Collected data entries
━━━━

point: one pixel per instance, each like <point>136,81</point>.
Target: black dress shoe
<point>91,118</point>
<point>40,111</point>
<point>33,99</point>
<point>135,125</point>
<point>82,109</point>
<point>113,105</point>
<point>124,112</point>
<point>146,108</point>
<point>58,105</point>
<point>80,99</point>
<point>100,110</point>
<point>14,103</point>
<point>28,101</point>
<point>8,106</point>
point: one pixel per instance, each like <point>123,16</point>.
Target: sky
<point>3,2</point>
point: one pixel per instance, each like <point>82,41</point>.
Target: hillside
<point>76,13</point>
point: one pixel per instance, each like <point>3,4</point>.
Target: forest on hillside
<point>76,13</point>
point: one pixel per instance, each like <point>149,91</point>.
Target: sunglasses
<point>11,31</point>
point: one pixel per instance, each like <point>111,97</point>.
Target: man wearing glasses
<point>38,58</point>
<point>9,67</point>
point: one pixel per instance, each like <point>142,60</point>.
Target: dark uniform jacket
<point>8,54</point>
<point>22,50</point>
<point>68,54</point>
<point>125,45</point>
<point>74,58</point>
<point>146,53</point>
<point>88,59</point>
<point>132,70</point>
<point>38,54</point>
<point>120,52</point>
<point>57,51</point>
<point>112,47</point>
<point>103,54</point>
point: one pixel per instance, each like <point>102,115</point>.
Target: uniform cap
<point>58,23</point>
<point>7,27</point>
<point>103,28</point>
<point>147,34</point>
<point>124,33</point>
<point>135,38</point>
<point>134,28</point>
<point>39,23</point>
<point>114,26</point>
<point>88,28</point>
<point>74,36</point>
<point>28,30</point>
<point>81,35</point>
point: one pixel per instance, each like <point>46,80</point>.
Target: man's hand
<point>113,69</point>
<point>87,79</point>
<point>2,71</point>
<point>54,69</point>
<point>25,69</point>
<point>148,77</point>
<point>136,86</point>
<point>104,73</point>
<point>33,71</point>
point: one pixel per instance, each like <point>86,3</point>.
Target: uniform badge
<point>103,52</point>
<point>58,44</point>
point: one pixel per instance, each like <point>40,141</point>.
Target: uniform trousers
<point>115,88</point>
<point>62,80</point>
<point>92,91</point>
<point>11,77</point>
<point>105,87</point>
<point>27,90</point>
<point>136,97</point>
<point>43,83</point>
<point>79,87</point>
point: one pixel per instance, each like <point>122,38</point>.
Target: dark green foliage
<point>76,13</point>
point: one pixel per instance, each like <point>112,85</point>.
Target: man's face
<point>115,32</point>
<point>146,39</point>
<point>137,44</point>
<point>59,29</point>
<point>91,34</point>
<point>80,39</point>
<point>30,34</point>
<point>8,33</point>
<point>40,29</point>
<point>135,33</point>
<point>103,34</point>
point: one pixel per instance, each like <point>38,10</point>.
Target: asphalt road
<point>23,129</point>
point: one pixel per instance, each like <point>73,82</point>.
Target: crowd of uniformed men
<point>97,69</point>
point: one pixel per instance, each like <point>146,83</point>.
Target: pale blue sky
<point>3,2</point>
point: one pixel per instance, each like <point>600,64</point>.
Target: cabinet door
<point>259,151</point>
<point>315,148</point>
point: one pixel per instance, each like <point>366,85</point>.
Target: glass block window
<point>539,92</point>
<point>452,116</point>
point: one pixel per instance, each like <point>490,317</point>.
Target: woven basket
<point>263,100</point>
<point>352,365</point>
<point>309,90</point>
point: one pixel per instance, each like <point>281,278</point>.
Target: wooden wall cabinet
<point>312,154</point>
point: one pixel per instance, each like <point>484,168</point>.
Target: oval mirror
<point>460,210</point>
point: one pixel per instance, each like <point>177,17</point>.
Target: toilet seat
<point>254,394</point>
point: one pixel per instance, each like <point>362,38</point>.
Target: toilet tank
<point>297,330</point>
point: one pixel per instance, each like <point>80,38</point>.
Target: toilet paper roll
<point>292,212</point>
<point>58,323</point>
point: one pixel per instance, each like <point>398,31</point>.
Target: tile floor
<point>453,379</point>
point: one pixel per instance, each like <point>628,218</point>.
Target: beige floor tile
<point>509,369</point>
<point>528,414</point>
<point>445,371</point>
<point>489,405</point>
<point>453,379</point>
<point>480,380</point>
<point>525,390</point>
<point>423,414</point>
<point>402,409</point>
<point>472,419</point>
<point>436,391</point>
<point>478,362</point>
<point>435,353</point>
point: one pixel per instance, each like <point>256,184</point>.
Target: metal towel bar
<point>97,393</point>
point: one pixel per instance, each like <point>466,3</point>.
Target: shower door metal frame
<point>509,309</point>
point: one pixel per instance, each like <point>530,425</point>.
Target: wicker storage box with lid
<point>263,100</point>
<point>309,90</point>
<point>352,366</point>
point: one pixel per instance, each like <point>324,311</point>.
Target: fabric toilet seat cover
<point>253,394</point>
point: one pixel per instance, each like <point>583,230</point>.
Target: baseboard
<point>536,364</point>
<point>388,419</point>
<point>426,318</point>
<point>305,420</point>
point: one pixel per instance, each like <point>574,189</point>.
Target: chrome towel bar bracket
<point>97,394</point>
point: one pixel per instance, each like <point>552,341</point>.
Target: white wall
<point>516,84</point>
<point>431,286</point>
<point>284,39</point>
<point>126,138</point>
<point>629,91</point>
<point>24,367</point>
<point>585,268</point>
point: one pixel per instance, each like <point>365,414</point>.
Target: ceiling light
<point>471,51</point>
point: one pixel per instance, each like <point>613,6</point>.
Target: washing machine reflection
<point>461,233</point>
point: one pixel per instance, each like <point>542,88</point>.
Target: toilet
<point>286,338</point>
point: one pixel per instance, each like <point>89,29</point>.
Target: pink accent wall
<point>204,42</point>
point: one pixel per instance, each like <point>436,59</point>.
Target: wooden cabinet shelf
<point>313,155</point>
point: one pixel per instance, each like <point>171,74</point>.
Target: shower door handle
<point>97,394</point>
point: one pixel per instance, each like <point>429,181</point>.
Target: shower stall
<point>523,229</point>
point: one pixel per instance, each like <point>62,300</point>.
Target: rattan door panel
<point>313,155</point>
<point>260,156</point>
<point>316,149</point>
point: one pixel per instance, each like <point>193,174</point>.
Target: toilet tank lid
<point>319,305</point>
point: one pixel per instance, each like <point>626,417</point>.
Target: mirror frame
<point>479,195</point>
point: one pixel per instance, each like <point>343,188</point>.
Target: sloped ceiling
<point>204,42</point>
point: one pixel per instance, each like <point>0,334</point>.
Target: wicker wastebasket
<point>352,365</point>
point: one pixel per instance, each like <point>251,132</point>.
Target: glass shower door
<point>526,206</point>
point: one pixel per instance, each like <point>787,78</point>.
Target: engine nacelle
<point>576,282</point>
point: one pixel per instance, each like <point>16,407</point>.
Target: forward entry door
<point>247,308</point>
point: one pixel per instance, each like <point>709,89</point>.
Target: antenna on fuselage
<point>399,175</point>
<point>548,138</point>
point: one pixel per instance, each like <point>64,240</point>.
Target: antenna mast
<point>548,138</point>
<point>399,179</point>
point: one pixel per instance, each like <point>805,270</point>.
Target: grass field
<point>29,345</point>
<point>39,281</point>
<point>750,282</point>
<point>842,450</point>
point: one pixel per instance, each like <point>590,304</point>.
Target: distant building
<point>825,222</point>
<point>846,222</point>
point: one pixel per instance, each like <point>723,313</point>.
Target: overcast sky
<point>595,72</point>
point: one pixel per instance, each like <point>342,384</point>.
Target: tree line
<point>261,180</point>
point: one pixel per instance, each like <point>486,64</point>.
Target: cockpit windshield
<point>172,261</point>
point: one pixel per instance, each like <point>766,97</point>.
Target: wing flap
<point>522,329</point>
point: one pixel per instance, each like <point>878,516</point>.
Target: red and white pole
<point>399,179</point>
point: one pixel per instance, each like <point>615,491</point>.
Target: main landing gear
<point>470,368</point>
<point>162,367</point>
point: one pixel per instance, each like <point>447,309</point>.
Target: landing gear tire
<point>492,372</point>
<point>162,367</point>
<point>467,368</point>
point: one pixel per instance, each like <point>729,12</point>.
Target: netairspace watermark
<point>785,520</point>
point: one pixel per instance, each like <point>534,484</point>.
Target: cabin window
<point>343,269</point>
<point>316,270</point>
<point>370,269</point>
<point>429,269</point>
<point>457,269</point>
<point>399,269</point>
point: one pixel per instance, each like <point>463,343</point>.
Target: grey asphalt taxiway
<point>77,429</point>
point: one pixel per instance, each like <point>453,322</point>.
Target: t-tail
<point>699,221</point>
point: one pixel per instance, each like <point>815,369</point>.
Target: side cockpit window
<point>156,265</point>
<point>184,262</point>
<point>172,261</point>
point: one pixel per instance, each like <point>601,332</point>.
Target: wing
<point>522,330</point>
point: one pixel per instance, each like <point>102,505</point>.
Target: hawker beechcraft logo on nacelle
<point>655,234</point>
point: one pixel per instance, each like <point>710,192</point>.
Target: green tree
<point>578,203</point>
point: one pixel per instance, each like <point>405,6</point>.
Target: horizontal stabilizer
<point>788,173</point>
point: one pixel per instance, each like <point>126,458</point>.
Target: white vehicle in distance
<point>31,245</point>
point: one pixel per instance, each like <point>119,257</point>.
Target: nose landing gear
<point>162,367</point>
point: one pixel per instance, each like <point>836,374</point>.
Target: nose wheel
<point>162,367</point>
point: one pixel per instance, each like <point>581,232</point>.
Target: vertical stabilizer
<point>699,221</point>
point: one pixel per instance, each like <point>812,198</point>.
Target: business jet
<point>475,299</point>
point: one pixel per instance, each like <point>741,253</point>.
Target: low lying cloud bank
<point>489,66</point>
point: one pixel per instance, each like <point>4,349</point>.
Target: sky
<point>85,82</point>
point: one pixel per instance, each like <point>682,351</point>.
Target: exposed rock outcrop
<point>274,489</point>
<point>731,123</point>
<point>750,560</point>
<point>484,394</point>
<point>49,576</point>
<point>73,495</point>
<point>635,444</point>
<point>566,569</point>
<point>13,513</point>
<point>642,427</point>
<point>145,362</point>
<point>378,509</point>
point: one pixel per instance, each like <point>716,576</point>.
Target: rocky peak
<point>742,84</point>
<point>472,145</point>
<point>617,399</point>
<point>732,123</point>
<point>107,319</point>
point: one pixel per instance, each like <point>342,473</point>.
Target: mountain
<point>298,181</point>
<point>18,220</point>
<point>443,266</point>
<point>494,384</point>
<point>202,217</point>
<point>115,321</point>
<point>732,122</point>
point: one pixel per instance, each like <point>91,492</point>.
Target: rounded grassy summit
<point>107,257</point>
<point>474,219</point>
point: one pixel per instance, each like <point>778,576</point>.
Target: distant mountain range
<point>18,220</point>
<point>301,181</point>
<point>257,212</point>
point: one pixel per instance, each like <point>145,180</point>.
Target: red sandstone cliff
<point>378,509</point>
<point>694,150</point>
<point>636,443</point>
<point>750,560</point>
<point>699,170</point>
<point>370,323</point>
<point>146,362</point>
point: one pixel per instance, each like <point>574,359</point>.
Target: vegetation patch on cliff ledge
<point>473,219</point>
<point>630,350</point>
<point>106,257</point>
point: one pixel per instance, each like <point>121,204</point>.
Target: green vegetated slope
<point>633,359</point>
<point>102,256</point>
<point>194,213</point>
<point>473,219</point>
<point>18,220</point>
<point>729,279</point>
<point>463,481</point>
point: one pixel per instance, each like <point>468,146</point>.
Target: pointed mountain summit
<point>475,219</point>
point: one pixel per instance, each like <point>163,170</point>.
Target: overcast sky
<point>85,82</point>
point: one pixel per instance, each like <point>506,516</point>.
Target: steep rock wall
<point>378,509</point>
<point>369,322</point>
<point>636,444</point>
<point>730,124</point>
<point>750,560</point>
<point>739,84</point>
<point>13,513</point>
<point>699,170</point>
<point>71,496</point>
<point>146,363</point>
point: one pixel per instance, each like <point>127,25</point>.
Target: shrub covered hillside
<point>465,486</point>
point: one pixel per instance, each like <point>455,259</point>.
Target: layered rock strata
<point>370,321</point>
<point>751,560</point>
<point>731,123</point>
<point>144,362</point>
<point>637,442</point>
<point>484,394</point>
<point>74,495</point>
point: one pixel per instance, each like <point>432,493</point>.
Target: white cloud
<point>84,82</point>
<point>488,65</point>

━━━━

• _GOAL OF THE EXERCISE_
Reproduce exactly the lines above from the line with "point: one pixel per instance, each like <point>710,192</point>." to the line with "point: one pixel per instance, each like <point>4,349</point>.", including both, and add nothing.

• _ANSWER SPACE_
point: one pixel per instance, each like <point>710,192</point>.
Target: green tree
<point>578,203</point>
point: one pixel per instance, each like <point>405,6</point>.
Target: horizontal stabilizer
<point>788,173</point>
point: one pixel per instance, each like <point>126,458</point>.
Target: white vehicle in distance
<point>31,245</point>
point: one pixel per instance, each like <point>119,257</point>.
Target: nose landing gear
<point>162,367</point>
point: one pixel per instance, each like <point>836,374</point>.
Target: nose wheel
<point>162,367</point>
point: one pixel per instance, each like <point>581,232</point>.
Target: vertical stabilizer
<point>699,221</point>
point: one pixel per instance, each like <point>812,198</point>.
Target: business jet
<point>475,299</point>
point: one pixel per instance, each like <point>741,253</point>.
Target: low lying cloud bank
<point>489,66</point>
point: one pixel per instance, each like <point>4,349</point>.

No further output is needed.